Start of Dataset records

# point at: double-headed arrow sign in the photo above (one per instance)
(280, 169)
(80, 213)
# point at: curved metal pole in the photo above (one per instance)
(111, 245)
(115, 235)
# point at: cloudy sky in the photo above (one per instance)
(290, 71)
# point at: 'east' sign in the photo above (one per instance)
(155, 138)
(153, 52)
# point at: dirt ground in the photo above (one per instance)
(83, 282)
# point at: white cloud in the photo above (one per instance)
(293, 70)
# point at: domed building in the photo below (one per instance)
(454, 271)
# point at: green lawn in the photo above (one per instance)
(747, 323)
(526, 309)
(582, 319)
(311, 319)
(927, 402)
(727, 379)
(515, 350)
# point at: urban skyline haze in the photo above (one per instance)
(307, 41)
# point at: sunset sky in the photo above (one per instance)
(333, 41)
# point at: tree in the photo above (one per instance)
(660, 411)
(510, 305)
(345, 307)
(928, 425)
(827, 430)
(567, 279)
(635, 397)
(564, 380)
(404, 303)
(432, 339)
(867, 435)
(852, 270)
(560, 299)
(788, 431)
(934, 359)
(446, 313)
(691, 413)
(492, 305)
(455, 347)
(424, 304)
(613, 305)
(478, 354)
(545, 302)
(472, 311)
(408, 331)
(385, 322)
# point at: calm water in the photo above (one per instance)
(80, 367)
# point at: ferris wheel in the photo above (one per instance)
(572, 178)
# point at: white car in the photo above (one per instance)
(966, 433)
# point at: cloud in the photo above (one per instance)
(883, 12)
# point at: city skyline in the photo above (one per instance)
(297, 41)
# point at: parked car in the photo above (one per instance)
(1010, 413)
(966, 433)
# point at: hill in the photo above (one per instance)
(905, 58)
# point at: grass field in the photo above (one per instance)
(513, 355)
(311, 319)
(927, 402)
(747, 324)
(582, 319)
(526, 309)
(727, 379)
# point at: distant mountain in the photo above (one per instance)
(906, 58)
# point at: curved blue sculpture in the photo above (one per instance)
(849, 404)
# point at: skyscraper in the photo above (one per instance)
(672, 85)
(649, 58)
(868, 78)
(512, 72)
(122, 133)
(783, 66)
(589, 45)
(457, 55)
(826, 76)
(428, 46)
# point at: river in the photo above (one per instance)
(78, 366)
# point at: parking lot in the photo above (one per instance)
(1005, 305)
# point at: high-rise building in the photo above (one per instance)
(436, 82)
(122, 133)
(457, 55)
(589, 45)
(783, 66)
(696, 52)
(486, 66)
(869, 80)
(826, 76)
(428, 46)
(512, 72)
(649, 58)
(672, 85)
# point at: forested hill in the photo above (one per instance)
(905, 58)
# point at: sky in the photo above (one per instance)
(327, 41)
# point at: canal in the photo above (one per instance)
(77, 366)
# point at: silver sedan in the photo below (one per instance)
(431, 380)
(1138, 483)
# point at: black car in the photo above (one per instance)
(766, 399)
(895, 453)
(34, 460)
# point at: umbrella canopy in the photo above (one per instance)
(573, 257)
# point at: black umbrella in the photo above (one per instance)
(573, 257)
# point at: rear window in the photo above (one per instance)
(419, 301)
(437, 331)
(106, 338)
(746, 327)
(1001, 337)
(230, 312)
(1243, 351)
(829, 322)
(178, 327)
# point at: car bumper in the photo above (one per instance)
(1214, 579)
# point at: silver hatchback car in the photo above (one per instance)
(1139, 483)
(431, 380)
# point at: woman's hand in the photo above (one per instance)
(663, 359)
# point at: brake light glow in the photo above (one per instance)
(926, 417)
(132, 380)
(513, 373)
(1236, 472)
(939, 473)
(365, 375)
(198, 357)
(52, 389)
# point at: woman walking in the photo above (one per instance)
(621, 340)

End of Dataset records

_Try it_
Output nothing but the lines from the one containing "# point at: woman walking" through the last line of the data, exactly as they stand.

_Answer section_
# point at: woman walking in the photo above (one per instance)
(621, 340)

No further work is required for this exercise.